[Fragment strony]:
A dlaczego miałabym Wam pudrować?

7 lipca 2012 Kosmetyki  9 komentarzy

Pozwól sobie na chwilę relaksu, na zmysłową podróż, w której towarzyszyć Ci będzie błoga cisza i Twój spokojny oddech.

Zostaw za drzwiami łazienki codzienne troski, niedokończone sprawy.

Wypełnij wannę ciepłą wodą.

Wrzuć do niej musujące kule, mydlane konfetti, barwiący płyn, albo dodaj odrobinę czegoś nowego, co sprawi, że kąpiel pozwoli zregenerować siły i odpowiednio przygotować przed nocą pełną wrażeń…

Oto opowieść o pudrze, który zawitał podczas wieczornego rytuału.

 

Nawilżający puder do kąpieli, Tso Moriri

90g

 

Skład:

Sodium Bicarbonate, Citric Acid, Solanum Tuberosum Starch, Cocos Nucifera (coconout )oil, Aqua, Parfum, Fruit Extract, (+/- Cl 16255, Cl 19140, Cl 42090).

Pamiętacie piosenkę- motyw przewodni reklamy wody toaletowej- ,,Pachnieć krzykiem- z wykrzyknikiem”? Tak właśnie zaśpiewałam, gdy otworzyłam opakowanie produktu, który otrzymałam od Tso Moriri. Ten obłędny zapach, w którym dominuje arbuz i mango przyprawił mnie o pozytywny zawrót głowy.

Nie przypadło mi do gustu opakowanie pudru- przezroczysta torebka sprawia, że ogólna ocena za wygląd osiągnęła minimalne noty. Po prostu nie pasuje mi to do kosmetyków, które mają zachwycać niebanalnymi właściwościami, ale również sprawiać, że  na sam widok będę ich pożądać. Ponadto kłóci się ono z pozostałymi opakowaniami, które zostały wyprodukowane ze szkła i aluminium.

Puder przypomina pustynny piasek, w którym zawarte są kolorowe drobinki. To nie jest zmielony na drobny pył proszek, który po wysypaniu z opakowania drażni nozdrza, albo unosi się niczym pyl w powietrzu. Muszę dodać, że kosmetyk ten nie zawiera parabenów, ropopochodnych składników, a te kolory zawdzięcza wyłącznie naturalnym barwnikom.

[Treść zadania A]: Przepisz wiernie wszystko od samego początku wpisów aż do wiersza zawierającego "[0,19,1059,349]", włącznie z obydwoma krańcami.

[Dane wejściowe]:
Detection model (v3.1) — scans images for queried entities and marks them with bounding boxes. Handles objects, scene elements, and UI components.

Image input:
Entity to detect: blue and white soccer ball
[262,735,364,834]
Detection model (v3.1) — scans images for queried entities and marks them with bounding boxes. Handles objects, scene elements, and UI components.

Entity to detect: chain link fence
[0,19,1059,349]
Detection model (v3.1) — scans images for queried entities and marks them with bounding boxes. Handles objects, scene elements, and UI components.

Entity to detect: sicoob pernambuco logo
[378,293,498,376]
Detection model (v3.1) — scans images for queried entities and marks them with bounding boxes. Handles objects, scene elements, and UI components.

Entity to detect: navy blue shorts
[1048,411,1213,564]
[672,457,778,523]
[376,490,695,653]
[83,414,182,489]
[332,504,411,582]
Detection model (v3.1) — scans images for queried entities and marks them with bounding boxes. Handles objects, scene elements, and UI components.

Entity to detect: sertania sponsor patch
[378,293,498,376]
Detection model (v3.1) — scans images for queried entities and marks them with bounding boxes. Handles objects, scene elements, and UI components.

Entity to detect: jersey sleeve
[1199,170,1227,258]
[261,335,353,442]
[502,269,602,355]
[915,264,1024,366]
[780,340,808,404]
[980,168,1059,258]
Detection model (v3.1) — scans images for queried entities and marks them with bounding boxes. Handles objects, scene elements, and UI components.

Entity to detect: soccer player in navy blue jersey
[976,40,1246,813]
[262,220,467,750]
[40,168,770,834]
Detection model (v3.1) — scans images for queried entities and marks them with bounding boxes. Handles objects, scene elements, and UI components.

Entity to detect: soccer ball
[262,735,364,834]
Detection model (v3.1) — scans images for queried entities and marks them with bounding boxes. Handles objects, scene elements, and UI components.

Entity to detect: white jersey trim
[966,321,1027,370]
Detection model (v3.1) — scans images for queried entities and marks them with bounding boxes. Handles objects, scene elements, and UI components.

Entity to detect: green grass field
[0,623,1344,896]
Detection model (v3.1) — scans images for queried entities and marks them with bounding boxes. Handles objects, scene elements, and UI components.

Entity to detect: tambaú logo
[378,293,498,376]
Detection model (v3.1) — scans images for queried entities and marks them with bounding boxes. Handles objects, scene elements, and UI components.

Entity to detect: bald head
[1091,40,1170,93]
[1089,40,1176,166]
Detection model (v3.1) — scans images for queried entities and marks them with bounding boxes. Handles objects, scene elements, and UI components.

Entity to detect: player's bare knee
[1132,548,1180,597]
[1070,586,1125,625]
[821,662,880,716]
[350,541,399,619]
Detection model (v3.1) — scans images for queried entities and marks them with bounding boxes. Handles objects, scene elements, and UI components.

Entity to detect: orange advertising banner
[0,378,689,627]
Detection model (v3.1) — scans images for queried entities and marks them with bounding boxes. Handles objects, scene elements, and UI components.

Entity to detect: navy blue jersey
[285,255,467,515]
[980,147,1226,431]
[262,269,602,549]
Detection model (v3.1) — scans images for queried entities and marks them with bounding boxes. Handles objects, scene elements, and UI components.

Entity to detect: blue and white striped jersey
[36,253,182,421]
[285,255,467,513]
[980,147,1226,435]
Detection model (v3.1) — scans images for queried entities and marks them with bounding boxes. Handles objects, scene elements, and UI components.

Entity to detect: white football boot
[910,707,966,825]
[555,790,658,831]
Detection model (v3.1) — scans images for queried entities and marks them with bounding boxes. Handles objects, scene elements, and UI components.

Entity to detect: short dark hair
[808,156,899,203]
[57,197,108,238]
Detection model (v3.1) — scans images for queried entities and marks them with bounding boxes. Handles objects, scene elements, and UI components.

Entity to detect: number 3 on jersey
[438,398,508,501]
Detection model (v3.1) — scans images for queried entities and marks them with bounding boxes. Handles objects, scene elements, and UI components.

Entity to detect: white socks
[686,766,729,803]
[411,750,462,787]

[Treść zadania B]:
Odpowiedz krótko na pytania dotyczące tekstu o pudrze do kąpieli.
(i) Jaka jest gramatura pudru?
(ii) Jakie nuty dominują w jego zapachu?
(iii) Z jakich materiałów wykonano pozostałe opakowania, z którymi kłóci się torebka pudru?

[Odpowiedź końcowa A]:
Detection model (v3.1) — scans images for queried entities and marks them with bounding boxes. Handles objects, scene elements, and UI components.

Image input:
Entity to detect: blue and white soccer ball
[262,735,364,834]
Detection model (v3.1) — scans images for queried entities and marks them with bounding boxes. Handles objects, scene elements, and UI components.

Entity to detect: chain link fence
[0,19,1059,349]

[Odpowiedź końcowa B]:
(i) 90 g.
(ii) Arbuz i mango.
(iii) Ze szkła i aluminium.